--- Start Records supplied ---

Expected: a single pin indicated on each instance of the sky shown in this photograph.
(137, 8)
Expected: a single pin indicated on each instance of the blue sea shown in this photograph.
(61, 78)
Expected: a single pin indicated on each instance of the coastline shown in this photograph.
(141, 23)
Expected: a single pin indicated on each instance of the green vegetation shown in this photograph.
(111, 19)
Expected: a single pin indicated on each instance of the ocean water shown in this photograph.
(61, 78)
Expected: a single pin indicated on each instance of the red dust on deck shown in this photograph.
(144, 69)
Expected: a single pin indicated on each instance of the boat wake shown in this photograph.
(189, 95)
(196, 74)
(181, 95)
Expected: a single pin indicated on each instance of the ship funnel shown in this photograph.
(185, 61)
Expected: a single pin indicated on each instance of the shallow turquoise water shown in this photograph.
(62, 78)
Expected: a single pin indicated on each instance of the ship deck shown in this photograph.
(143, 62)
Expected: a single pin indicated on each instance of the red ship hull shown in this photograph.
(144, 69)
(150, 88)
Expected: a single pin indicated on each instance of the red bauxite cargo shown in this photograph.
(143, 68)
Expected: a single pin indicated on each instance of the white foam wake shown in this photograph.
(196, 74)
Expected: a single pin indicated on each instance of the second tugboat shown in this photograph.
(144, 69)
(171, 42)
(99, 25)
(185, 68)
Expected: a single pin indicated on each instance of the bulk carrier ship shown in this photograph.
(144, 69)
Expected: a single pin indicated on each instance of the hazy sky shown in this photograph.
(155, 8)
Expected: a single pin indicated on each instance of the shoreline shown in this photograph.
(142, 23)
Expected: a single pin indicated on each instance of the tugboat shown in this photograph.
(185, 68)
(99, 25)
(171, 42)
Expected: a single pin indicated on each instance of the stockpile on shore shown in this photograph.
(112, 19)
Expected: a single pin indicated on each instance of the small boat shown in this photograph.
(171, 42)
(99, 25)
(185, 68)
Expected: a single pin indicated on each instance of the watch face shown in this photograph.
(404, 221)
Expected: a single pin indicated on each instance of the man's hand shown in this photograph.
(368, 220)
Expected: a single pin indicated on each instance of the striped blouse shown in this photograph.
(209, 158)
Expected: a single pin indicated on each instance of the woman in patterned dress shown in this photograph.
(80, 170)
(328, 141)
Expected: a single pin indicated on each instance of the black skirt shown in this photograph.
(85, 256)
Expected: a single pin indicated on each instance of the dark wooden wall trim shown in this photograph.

--- End Records supplied ---

Reproduce the data from the line containing "shore shown in this photograph." through the end of the data, both ends included, with each lead-in line unchanged. Rescale every answer coordinate by multiplying it by 1.75 and rounding to a whole number, with halves rounded up.

◆ Response to this task
Expected: a single pin indicated on each instance of the stockpile on shore shown in this photograph.
(196, 33)
Expected: a single pin indicated on each instance of the small boat shown in this photograph.
(299, 74)
(173, 44)
(324, 119)
Expected: a single pin indicated on each instance of the watch face shown in this photograph.
(707, 387)
Expected: a single pin indicated on each instance of the man's hand shown in this photograph.
(644, 385)
Expected: a single pin indicated on each instance of the striped blouse shown in this photograph.
(366, 277)
Expected: a single pin indicated on each instance of the woman in patterned dress shown in this photograph.
(140, 298)
(574, 247)
Expected: a single pin indicated on each instance of the black skirt shown in this photograph.
(149, 448)
Expected: a single pin indicated on each instance of the dark wooden wall trim shown in this photograph.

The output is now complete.